SUPPLIED TEXT
####
Project Selections for FOA 2735: Regional Direct Air Capture Hubs – Topic Area 1 (Feasibility) and Topic Area 2 (Design)

PROJECT SELECTIONS FOR FOA 2735: REGIONAL DIRECT AIR CAPTURE HUBS – TOPIC AREA 1 (FEASIBILITY) AND TOPIC AREA 2 (DESIGN)

TOPIC AREA 1 – FEASIBILITY

Aera Direct Air Capture Hub — Kern — Aera Federal, LLC (Bakersfield, California) plans to execute a feasibility study for a regional direct air capture (DAC) hub at Aera Energy’s Belridge oil field in Kern County, California. The DAC Hub — Kern would capture carbon emissions from the atmosphere and safely transport and store them in Aera’s Carbon Frontier sequestration site. The hub would integrate capture, low-carbon energy sources, transportation, and sequestration infrastructure to build an innovative low-carbon supply chain.

DOE Funding: $2,785,578
Non-DOE Funding: $1,777,761
Total Value: $4,563,339
An Arctic Direct Air Capture Hub Testing Ground — ASRC Energy Services, LLC (Anchorage, Alaska) intends to evaluate DAC locations that include: the North Slope, the Interior (Fairbanks), and/or South Central (Anchorage, Kenai Peninsula, Mat-Su). As part of the pre-feasibility study, the consortium will conduct a technical review of multiple existing technologies to review the operating range of technologies and identify modifications required to operate in the Arctic.

DOE Funding: $3,000,000
Non-DOE Funding: $1,908,106
Total Value: $4,908,106
Illinois Basin Regional DAC Hub — Board of Trustees of the University of Illinois (Urbana, Illinois) will lead an effort to promote promising technologies that can capture carbon dioxide (CO2) from the atmosphere and store it in the Illinois Basin, proven geological storage strata stretching under Illinois, Indiana and Kentucky. The Illinois Basin Regional DAC Hub intends to develop cooperative relationships between DAC technology providers, green energy providers, CO2 transportation networks, and companies seeking to pump CO2 underground or use it in industrial processes.
####
SUPPLIED INFORMATION
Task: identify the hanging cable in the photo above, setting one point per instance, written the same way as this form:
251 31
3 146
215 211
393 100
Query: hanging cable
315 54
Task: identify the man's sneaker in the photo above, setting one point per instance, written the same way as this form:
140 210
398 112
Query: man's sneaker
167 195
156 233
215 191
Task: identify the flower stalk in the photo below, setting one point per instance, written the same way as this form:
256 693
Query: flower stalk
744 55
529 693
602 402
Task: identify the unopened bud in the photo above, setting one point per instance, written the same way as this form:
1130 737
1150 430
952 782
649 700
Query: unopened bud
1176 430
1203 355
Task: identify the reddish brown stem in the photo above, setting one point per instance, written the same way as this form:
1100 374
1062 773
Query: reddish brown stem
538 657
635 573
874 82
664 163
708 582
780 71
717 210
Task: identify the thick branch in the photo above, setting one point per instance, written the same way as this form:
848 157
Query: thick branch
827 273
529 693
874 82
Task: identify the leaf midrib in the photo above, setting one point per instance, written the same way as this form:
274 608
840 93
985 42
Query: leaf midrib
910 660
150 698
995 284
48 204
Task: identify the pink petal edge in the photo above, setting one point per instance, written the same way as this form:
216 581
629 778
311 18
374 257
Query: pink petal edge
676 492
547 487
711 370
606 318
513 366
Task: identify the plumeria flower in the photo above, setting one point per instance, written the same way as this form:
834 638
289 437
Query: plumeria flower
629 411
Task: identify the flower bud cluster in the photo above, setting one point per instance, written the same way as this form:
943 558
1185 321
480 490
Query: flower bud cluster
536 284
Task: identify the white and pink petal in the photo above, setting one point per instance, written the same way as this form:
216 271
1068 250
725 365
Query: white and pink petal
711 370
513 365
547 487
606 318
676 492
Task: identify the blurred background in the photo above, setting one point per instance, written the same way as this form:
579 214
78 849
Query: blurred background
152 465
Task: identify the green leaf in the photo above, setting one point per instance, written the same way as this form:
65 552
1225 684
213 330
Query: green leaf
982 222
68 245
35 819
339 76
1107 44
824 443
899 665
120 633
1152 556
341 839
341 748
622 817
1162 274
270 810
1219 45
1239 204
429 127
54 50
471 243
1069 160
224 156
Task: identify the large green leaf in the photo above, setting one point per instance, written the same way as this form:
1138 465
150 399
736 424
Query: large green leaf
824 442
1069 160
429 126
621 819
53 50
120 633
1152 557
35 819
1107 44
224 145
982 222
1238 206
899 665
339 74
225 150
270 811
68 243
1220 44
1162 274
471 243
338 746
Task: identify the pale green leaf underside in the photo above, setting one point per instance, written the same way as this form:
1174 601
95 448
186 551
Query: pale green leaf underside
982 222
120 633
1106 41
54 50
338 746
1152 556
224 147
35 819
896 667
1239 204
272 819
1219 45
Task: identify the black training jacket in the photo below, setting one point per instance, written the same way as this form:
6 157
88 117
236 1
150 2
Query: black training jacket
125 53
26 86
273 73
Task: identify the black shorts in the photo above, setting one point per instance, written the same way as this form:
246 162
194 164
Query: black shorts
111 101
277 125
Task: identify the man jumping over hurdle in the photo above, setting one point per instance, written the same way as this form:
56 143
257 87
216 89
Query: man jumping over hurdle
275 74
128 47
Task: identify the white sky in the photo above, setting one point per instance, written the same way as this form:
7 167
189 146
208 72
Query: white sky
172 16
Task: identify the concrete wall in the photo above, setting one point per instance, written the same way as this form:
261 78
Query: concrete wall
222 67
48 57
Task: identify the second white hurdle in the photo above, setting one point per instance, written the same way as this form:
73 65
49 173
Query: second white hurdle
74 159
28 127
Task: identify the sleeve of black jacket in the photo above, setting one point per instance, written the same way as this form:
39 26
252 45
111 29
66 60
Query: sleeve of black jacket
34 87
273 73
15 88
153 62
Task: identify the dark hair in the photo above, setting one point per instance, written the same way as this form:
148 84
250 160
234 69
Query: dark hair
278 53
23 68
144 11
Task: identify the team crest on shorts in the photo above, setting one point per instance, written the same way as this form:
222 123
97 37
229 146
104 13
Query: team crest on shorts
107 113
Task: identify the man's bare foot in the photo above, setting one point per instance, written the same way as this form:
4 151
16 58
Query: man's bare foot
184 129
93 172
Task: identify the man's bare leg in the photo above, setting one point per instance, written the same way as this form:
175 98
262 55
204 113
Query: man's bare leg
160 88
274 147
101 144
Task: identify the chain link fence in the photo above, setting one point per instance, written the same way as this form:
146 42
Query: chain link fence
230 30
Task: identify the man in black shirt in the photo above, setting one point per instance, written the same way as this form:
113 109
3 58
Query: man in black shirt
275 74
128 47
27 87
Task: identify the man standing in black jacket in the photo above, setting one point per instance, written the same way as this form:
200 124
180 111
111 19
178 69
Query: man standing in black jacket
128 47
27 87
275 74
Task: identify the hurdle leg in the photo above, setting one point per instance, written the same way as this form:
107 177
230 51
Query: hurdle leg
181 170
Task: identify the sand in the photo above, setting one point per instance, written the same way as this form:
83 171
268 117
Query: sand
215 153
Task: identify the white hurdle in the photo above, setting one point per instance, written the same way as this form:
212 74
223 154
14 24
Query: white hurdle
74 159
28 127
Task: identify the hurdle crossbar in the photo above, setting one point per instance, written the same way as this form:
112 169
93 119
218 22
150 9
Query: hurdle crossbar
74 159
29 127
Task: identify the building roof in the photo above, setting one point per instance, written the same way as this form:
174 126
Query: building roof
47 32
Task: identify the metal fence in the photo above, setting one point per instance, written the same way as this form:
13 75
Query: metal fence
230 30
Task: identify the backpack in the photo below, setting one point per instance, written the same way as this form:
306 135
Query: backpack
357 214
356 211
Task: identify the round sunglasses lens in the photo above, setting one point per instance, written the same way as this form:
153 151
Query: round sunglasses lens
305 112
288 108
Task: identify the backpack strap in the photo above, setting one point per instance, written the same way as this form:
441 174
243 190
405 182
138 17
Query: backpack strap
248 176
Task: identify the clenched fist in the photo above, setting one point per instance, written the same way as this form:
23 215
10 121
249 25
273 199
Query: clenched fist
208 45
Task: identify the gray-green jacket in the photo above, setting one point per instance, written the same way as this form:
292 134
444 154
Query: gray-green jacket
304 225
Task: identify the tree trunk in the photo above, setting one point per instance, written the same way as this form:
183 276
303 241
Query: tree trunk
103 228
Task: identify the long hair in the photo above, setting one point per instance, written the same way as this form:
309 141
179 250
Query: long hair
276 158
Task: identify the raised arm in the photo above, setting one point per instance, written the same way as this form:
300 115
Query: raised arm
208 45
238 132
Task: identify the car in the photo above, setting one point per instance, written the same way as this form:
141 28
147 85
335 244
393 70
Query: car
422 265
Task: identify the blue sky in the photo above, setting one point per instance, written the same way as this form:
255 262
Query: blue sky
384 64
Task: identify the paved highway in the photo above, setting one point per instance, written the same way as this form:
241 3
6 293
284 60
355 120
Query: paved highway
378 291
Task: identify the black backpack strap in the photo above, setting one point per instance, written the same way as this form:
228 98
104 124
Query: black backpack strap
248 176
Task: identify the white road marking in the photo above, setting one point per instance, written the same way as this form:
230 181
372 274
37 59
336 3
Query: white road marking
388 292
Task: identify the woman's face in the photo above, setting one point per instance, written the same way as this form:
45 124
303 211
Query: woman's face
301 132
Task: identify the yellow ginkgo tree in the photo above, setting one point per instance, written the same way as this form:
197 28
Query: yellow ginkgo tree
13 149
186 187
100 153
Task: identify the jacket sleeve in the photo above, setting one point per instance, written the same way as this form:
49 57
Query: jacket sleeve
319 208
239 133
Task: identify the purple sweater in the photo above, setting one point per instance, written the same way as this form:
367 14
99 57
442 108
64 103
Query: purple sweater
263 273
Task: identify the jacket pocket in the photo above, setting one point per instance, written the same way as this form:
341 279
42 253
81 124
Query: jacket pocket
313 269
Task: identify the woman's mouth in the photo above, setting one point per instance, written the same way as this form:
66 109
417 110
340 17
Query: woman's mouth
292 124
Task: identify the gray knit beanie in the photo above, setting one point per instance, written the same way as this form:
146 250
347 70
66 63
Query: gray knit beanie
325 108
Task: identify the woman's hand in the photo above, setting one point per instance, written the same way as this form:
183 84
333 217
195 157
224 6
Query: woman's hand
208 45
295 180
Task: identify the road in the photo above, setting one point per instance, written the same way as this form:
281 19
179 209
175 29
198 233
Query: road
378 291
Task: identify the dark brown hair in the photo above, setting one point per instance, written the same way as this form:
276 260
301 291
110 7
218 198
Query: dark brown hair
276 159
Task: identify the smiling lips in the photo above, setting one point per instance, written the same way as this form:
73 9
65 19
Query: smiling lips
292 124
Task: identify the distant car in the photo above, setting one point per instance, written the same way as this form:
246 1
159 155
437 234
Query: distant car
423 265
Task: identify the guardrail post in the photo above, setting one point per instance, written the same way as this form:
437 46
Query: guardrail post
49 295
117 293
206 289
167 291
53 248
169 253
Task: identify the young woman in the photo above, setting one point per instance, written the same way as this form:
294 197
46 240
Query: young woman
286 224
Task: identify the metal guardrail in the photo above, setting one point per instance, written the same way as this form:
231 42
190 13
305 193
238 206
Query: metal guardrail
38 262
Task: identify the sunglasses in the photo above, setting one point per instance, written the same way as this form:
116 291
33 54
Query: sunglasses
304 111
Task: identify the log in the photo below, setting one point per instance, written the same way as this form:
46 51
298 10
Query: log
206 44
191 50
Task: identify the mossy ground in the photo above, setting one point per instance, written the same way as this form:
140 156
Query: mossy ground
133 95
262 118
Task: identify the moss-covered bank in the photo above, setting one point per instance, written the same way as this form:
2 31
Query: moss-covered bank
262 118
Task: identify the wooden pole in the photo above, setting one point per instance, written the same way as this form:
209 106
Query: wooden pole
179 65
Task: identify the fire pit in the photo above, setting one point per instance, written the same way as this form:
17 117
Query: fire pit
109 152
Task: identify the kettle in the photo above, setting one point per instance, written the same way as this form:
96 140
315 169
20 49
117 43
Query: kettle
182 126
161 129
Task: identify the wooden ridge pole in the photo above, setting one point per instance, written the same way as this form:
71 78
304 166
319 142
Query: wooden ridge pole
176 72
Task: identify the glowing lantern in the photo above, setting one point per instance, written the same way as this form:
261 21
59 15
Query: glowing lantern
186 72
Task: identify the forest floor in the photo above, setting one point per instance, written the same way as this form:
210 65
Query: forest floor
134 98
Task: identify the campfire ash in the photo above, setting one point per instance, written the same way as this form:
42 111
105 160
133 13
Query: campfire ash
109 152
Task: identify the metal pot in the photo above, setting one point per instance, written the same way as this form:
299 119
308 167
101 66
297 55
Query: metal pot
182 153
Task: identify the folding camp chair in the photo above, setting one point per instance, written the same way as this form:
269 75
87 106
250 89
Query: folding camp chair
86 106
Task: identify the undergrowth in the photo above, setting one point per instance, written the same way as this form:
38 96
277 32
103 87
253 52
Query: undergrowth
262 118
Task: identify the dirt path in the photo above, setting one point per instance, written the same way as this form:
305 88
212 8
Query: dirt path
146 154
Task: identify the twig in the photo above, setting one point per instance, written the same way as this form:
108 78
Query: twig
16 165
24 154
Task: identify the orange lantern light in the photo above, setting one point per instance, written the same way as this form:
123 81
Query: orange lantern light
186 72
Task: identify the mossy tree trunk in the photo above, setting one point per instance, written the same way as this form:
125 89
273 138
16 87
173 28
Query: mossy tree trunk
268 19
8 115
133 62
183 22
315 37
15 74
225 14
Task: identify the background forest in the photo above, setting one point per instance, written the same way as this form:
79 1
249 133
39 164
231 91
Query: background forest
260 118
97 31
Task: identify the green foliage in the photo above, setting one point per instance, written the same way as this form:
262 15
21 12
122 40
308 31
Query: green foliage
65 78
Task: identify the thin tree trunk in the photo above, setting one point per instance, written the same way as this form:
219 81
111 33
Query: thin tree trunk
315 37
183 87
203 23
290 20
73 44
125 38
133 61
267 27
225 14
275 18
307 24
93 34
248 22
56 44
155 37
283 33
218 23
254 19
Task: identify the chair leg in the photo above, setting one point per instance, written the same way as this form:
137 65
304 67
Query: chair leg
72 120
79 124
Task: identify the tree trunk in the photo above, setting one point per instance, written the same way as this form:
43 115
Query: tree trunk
####
GIVEN INSTRUCTION
Reproduce word for word the part of the direct air capture hub selections above that runs between "TOPIC AREA 1 –" and "low-carbon supply chain.", inclusive.

WRITTEN RESPONSE
TOPIC AREA 1 – FEASIBILITY

Aera Direct Air Capture Hub — Kern — Aera Federal, LLC (Bakersfield, California) plans to execute a feasibility study for a regional direct air capture (DAC) hub at Aera Energy’s Belridge oil field in Kern County, California. The DAC Hub — Kern would capture carbon emissions from the atmosphere and safely transport and store them in Aera’s Carbon Frontier sequestration site. The hub would integrate capture, low-carbon energy sources, transportation, and sequestration infrastructure to build an innovative low-carbon supply chain.